Search the entries for the line containing "Target: garden soil". Repeat it, then every line after it, exactly through the final line.
Start of Material for this task
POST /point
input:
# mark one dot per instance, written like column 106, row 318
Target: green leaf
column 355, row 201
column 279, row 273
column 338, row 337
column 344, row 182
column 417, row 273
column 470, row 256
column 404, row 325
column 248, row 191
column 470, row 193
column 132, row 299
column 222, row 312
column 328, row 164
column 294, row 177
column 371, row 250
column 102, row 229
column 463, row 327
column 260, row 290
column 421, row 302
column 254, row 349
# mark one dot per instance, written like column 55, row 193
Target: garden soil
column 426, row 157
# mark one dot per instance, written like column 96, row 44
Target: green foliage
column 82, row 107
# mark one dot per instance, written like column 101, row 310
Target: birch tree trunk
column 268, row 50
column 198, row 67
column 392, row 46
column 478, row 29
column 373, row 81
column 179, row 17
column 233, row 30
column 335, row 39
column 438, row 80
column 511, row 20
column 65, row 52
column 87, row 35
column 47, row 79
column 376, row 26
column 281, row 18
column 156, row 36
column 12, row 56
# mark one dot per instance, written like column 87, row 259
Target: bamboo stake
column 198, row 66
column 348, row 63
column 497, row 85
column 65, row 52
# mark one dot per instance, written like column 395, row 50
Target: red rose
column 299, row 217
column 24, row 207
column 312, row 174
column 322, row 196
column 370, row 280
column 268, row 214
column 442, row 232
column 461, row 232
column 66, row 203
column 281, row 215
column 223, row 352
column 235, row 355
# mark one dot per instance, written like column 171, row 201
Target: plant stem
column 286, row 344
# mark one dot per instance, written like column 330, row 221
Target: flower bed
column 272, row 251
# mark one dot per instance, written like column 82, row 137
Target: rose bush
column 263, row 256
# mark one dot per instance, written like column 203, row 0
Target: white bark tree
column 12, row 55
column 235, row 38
End of Material for this task
* Output of the exercise *
Target: garden soil
column 426, row 157
# mark one dot per instance, written like column 96, row 44
Target: green foliage
column 82, row 107
# mark one dot per instance, written like column 101, row 310
Target: birch tree trunk
column 268, row 50
column 198, row 67
column 392, row 46
column 478, row 29
column 373, row 81
column 179, row 17
column 233, row 30
column 335, row 39
column 438, row 80
column 511, row 20
column 65, row 52
column 87, row 35
column 47, row 79
column 376, row 26
column 281, row 18
column 156, row 36
column 12, row 56
# mark one dot per instance, written like column 87, row 259
Target: bamboo stake
column 198, row 66
column 348, row 63
column 497, row 85
column 65, row 52
# mark one dot per instance, written like column 395, row 50
Target: red rose
column 299, row 217
column 24, row 207
column 312, row 174
column 322, row 196
column 370, row 280
column 268, row 214
column 442, row 232
column 461, row 232
column 66, row 203
column 281, row 215
column 223, row 352
column 235, row 355
# mark one dot per instance, written like column 171, row 201
Target: plant stem
column 286, row 344
# mark one dot per instance, written like column 330, row 221
Target: flower bed
column 272, row 251
# mark one dot per instance, written like column 82, row 137
Target: rose bush
column 263, row 256
# mark one dot per instance, written like column 203, row 0
Target: white bark tree
column 12, row 55
column 235, row 38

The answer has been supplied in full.